ESTRATTO DEL DOCUMENTO ▸
"""

Nel contesto di “una società sempre più secolarizzata”, il Pontefice ha sottolineato l’importanza del “messaggio di speranza” trasmesso dai libri della Bibbia ebraica e dell’Antico Testamento cristiano.

Se è vero che il messaggio è stato “assimilato e sviluppato da giudei e da cristiani in modo diverso” e ciò ha provocato “secoli di contrapposizione”, per il Papa bisogna “far sì che questi due modi della nuova lettura degli scritti biblici – quella cristiana e quella giudaica – entrino in dialogo tra loro, per comprendere rettamente la volontà e la parola di Dio”.

Questo dialogo, ha aggiunto, “deve rinforzare la comune speranza in Dio”, perché “senza tale speranza la società perde la sua umanità”.

Allo stesso modo, Benedetto XVI ha esortato i cristiani a rendersi sempre più conto dell’“affinità interiore” con l’ebraismo.

“Per i cristiani non può esserci una frattura nell’evento salvifico – ha dichiarato –. La salvezza viene, appunto, dai Giudei. Laddove il conflitto di Gesù con il Giudaismo del suo tempo è visto in modo superficiale, come un distacco dall’Antica Alleanza, si finisce per ridurlo a un’idea di liberazione che considera la Torà soltanto come l’osservanza servile di riti e prescrizioni esteriori”.

"""

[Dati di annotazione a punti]
"""

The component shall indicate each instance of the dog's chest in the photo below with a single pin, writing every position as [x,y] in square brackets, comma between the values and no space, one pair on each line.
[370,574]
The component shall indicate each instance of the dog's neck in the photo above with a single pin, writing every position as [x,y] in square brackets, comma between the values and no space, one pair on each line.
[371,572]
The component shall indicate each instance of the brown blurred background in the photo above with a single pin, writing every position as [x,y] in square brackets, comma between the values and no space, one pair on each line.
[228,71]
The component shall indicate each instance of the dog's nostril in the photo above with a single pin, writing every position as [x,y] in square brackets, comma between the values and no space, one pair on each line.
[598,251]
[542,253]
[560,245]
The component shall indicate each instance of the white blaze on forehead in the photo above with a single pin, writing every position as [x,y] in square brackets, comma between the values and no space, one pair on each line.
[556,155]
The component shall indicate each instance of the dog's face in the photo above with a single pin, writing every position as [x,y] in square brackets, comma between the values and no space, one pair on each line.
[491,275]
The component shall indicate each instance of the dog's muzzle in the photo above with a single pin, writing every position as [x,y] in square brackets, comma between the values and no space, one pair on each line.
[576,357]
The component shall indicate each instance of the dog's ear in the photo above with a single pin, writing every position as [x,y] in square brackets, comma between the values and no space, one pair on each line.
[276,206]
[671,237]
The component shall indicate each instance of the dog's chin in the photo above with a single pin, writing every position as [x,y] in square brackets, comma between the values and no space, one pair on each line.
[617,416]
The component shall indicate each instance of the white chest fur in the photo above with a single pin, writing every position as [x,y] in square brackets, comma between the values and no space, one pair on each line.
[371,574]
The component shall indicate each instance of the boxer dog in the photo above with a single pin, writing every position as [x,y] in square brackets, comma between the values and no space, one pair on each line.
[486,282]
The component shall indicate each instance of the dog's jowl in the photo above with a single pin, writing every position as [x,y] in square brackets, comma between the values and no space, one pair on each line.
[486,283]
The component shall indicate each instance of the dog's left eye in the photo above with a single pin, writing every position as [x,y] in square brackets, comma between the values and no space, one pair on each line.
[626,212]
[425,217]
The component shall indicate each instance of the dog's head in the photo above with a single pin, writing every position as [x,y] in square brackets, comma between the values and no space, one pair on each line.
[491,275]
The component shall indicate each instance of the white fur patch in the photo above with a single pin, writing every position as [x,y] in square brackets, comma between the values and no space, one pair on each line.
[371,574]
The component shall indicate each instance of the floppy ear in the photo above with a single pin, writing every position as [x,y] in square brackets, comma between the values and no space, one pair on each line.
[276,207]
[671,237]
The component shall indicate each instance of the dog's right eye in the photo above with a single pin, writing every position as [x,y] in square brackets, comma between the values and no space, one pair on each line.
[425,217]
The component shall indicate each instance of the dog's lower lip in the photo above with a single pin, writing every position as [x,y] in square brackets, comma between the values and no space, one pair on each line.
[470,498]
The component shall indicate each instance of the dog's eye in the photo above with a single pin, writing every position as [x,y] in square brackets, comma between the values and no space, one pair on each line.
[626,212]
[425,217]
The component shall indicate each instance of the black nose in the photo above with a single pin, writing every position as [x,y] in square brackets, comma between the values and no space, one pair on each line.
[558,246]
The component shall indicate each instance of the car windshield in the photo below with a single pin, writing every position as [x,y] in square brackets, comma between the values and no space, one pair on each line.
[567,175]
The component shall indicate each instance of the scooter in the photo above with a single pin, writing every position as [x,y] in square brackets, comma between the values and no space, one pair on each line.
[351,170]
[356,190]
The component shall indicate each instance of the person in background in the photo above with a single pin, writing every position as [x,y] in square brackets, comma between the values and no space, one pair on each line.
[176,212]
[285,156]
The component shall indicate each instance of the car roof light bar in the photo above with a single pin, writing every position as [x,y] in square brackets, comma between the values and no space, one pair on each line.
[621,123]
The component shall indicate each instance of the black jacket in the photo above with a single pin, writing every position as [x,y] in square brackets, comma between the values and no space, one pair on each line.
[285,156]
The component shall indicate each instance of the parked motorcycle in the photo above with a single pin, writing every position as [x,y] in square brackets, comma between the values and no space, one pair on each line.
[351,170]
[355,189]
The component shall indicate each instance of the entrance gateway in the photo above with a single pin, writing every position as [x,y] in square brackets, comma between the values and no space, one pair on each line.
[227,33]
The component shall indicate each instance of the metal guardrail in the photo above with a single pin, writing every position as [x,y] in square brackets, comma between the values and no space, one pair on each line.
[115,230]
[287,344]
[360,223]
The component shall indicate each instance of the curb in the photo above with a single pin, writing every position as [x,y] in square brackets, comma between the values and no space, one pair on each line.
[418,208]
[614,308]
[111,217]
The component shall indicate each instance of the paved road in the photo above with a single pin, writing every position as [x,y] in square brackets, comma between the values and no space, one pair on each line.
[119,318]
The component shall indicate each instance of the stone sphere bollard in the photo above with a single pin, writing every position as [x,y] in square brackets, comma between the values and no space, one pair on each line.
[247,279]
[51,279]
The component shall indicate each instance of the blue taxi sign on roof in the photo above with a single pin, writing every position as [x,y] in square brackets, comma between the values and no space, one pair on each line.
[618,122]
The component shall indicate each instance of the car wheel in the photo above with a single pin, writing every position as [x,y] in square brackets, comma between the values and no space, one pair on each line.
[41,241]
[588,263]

"""

CONSEGNE ▸
1: Modifica il brano sul dialogo tra ebrei e cristiani nel tratto da "Nel contesto di" fino a "dell’Antico Testamento cristiano.", sostituendo "Pontefice" con "Papa".
2: Prosegui il testo sul dialogo tra ebrei e cristiani dopo l'ultima frase riportata.

SOLUZIONI ▸
1:
Nel contesto di “una società sempre più secolarizzata”, il Papa ha sottolineato l’importanza del “messaggio di speranza” trasmesso dai libri della Bibbia ebraica e dell’Antico Testamento cristiano.

2:
Il Discorso della montagna, però, “non abolisce la Legge mosaica, ma svela le sue possibilità nascoste e fa emergere nuove esigenze; ci rimanda al fondamento più profondo dell’agire umano, al cuore, dove l’uomo sceglie tra il puro e l’impuro, dove si sviluppano fede, speranza e amore”.

Progressi

Il Papa ha quindi ricordato “con vivo apprezzamento” che il dialogo della Chiesa cattolica con l’ebraismo “si sta approfondendo”, e ha constatato lo sviluppo di “rapporti durevoli”, che “manifestano quanto sia cresciuta la fiducia”.

“La Chiesa sente una grande vicinanza al Popolo ebraico”, ha osservato. “Con la Dichiarazione Nostra aetate del Concilio Vaticano II si è cominciato a percorrere un cammino irrevocabile di dialogo, di fraternità e di amicizia”.

“Ciò vale ovviamente anche per la Chiesa cattolica in Germania, che è ben consapevole della sua responsabilità particolare in questa materia”, ha aggiunto, segnalando iniziative come la “Settimana della fraternità” – organizzata ogni anno nella prima settimana di marzo dalle associazioni locali per la collaborazione cristiano-ebraica -, gli “incontri annuali tra Vescovi e Rabbini” e i “colloqui strutturati con il Consiglio centrale degli ebrei”, nonché “lo storico incontro per il dialogo ebreo-cristiano [tenuto in Germania] del marzo 2006”.

“Al tempo stesso – ha riconosciuto –, tutti noi sappiamo bene che una comunione amorevole e comprensiva tra Israele e la Chiesa, nel rispetto reciproco per l’essere dell’altro, deve ulteriormente crescere ed è da includere in modo profondo nell’annuncio della fede”.

Memoria

Il Vescovo di Roma ha poi richiamato il discorso che sei anni fa, durante la visita papale nella Sinagoga di Colonia, gli venne rivolto dal rabbino Teitelbaum, che parlò della memoria come di “una delle colonne di cui si ha bisogno per fondare su di esse un futuro pacifico”.

“Oggi mi trovo in un luogo centrale della memoria, di una memoria spaventosa: da qui fu progettata ed organizzata la Shoah, l’eliminazione dei concittadini ebrei in Europa”, ha commentato il Papa.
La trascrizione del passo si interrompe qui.